— Auszug zum Lesen —
◇ ◇ ◇ ◇ ◇ ◇ ◇

Woche der Entscheidung: Letzte Chance für die Corona-Wende
Von Christian Willim
"Das Virus ist jetzt überall. Ich gehe davon aus, auch in diesem Raum", beschrieb Alexandra Kofler, ärztliche Direktorin des Landeskrankenhauses Innsbruck, am Montag vergangener Woche bei einer Pressekonferenz das aktuelle Infektionsgeschehen.
Seither haben die Tageswerte bei den Neuinfektionen in Österreich eine Rekordmarke nach der anderen gebrochen: erstmals über 6.000 waren es am Mittwoch, am Donnerstag wurde die 7.000er-Schwelle durchbrochen. Und am Samstag jene von 8.000 Covid-19-Infektionen an einem Tag.
Statistisch betrachtet werden allein von diesen 8.241 Corona-Fällen in den nächsten Tagen etwa 80 auf Intensivstationen behandelt werden müssen. Dort lagen am Sonntag bereits 459 Covid-19-Erkrankte.
Das sei ein Zuwachs um rund 58 Prozent in dieser Woche, erklärte Gesundheitsminister Rudolf Anschober (Grüne) und stellte klar: „Die nächsten Tage werden zu Tagen der Weichenstellung. Kommt es zu keiner Entspannung durch Wirksamkeit des Teil-Lockdowns, dann werden wir den Teil-Lockdown verschärfen müssen.“
Noch „im Korridor“
Ende der Woche will die Bundesregierung entscheiden, ob es neue Maßnahmen braucht, um einen Kollaps des Gesundheitssystems zu verhindern. Noch sei man – trotz der hohen Infektionszahlen – „im Korridor“, hieß es aus dem Bundeskanzleramt. Also auf einem Weg, der die Wende noch möglich macht.
Aufruf aus allen Bundesländern
Die Trendumkehr muss aber in dieser Woche sichtbar werden. Die Gesundheitsreferenten aller Bundesländer richteten am Sonntag deshalb in einer gemeinsamen Erklärung einen eindringlichen Appell an die Bevölkerung, die Maßnahmen einzuhalten.
„Die Lage ist ernst“, hieß es in einer Aussendung. Auch das beste Gesundheitssystem könne in Ausnahmesituationen an seine Grenzen geraten. Das gelte es zu verhindern.

◇ ◇ ◇ ◇ ◇ ◇ ◇

— Entnommene Angaben —
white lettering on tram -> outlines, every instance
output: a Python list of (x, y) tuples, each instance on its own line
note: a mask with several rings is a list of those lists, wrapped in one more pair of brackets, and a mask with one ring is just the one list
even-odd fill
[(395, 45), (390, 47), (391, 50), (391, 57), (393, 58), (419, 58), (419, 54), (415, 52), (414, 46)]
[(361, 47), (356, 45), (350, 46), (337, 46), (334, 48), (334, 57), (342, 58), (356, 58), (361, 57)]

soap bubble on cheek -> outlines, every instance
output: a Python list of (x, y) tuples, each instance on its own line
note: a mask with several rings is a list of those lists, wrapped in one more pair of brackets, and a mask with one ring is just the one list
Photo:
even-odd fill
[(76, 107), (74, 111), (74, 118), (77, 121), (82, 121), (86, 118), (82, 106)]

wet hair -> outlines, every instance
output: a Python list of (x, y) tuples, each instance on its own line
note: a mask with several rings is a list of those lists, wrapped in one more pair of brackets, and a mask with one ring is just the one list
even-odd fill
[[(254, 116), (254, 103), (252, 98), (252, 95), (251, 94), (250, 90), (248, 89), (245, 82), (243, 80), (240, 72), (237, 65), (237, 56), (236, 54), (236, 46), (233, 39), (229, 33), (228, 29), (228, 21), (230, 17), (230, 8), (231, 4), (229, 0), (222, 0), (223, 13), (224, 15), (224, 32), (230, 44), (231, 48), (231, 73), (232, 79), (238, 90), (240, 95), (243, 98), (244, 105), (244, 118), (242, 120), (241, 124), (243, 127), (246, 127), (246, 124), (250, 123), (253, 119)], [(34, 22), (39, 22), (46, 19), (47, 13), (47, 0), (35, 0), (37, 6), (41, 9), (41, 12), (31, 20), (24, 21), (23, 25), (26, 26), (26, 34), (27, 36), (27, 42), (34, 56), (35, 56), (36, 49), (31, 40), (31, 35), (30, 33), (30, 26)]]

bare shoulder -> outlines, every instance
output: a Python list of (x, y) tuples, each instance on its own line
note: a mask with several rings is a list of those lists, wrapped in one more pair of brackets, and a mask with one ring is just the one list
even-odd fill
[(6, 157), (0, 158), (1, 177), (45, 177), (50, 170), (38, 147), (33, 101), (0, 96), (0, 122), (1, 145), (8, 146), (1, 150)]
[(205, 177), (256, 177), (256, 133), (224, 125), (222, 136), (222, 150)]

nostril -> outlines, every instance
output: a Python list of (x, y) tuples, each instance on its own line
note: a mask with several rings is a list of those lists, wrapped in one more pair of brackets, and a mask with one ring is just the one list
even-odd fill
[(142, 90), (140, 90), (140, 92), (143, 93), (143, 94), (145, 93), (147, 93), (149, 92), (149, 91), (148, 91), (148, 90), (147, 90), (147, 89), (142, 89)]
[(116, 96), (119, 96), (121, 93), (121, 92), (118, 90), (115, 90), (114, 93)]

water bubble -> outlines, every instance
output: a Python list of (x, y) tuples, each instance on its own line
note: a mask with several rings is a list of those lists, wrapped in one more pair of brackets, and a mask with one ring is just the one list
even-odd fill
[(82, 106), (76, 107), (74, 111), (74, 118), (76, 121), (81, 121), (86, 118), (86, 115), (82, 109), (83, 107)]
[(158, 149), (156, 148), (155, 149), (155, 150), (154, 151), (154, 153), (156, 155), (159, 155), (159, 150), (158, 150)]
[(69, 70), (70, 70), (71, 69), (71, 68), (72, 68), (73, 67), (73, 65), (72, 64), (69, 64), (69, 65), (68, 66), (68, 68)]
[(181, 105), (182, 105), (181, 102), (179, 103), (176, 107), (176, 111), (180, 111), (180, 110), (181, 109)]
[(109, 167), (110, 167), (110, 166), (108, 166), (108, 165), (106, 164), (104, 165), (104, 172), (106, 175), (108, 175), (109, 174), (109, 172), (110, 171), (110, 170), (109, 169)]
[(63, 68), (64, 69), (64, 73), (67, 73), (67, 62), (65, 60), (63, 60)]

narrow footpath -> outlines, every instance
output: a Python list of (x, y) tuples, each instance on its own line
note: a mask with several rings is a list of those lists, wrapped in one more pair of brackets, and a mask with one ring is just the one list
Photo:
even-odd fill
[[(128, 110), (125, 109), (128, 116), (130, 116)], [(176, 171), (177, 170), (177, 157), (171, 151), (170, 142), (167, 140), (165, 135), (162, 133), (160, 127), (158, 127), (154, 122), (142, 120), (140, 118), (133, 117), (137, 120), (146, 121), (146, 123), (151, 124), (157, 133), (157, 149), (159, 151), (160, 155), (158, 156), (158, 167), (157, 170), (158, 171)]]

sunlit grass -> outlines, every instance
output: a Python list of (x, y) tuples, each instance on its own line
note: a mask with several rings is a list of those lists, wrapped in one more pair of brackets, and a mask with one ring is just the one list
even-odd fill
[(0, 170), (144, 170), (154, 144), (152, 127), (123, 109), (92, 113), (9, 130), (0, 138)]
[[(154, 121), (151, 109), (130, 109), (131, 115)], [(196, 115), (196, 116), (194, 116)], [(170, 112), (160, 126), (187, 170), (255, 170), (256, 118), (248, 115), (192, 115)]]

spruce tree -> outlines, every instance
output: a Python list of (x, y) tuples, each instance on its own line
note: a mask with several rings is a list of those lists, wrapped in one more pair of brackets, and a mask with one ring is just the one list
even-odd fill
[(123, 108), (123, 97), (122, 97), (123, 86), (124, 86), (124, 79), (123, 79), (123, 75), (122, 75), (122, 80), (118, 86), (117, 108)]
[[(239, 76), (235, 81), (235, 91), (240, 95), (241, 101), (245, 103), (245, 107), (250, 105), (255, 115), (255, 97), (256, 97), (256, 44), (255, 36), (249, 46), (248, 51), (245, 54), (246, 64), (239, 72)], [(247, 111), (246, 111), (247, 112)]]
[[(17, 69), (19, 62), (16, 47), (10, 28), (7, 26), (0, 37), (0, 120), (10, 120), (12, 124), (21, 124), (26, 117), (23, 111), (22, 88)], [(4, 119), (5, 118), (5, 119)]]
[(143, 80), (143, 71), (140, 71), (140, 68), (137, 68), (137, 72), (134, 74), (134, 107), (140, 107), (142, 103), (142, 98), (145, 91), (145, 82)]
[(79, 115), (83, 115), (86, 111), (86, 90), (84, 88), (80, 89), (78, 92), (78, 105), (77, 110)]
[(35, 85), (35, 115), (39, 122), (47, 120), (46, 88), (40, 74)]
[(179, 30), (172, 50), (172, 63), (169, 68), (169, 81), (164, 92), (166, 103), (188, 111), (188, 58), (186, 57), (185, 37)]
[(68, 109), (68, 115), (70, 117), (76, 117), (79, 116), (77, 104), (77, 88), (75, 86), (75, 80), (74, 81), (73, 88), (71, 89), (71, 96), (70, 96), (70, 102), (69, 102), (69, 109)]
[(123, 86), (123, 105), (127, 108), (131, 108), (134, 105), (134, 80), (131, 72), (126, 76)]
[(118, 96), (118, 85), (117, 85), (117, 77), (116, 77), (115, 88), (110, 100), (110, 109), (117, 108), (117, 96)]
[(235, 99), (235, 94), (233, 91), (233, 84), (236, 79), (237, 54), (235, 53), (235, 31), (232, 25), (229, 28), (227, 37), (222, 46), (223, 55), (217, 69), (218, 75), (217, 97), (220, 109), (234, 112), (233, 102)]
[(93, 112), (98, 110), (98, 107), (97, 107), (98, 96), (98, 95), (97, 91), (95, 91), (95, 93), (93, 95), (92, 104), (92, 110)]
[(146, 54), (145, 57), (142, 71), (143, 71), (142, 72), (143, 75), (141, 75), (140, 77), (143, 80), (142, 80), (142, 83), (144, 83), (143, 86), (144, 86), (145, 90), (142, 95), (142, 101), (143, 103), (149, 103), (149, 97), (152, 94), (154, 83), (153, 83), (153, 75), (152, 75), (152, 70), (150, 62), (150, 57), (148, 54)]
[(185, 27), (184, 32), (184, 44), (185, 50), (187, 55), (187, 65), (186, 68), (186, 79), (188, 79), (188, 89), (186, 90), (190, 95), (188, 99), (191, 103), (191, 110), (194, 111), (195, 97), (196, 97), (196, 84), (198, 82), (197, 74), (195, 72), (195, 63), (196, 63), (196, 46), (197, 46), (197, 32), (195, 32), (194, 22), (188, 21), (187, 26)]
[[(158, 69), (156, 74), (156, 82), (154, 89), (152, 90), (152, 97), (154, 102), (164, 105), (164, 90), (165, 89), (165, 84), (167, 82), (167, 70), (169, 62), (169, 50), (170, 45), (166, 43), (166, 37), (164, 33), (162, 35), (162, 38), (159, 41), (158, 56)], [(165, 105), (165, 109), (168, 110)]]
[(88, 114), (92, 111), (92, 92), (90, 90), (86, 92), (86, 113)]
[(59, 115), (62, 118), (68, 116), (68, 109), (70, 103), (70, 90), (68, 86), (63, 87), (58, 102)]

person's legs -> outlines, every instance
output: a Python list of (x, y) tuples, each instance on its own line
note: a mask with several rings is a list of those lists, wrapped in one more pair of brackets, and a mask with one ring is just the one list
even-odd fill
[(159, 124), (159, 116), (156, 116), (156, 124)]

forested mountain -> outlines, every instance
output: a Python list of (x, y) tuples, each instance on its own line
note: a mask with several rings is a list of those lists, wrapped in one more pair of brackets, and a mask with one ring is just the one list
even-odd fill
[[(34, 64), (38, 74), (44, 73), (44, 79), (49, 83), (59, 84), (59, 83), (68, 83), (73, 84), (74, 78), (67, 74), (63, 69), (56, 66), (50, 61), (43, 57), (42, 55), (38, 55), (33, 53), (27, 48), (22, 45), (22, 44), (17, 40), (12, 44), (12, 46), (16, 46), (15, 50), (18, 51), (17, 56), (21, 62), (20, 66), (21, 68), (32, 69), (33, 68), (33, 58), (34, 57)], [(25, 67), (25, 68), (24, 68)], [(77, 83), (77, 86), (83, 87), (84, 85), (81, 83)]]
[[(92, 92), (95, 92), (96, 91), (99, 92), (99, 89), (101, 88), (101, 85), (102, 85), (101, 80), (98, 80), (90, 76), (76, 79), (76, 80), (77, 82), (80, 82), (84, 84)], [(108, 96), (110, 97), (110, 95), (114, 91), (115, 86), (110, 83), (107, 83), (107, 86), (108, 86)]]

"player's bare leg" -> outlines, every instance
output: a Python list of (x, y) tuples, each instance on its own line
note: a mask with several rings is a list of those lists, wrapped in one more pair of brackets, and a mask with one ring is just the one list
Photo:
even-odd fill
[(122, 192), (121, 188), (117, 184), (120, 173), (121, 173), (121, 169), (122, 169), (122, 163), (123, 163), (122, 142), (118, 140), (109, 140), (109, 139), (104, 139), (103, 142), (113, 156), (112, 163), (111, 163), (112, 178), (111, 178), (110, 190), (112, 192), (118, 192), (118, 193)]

◇ ◇ ◇ ◇ ◇ ◇ ◇

— Aufgabe —
Wie viele Covid-19-Erkrankte lagen laut dem Text über die Corona-Lage in Österreich am Sonntag auf Intensivstationen?

— Erledigte Aufgabe —
Am Sonntag lagen 459 Covid-19-Erkrankte auf Intensivstationen.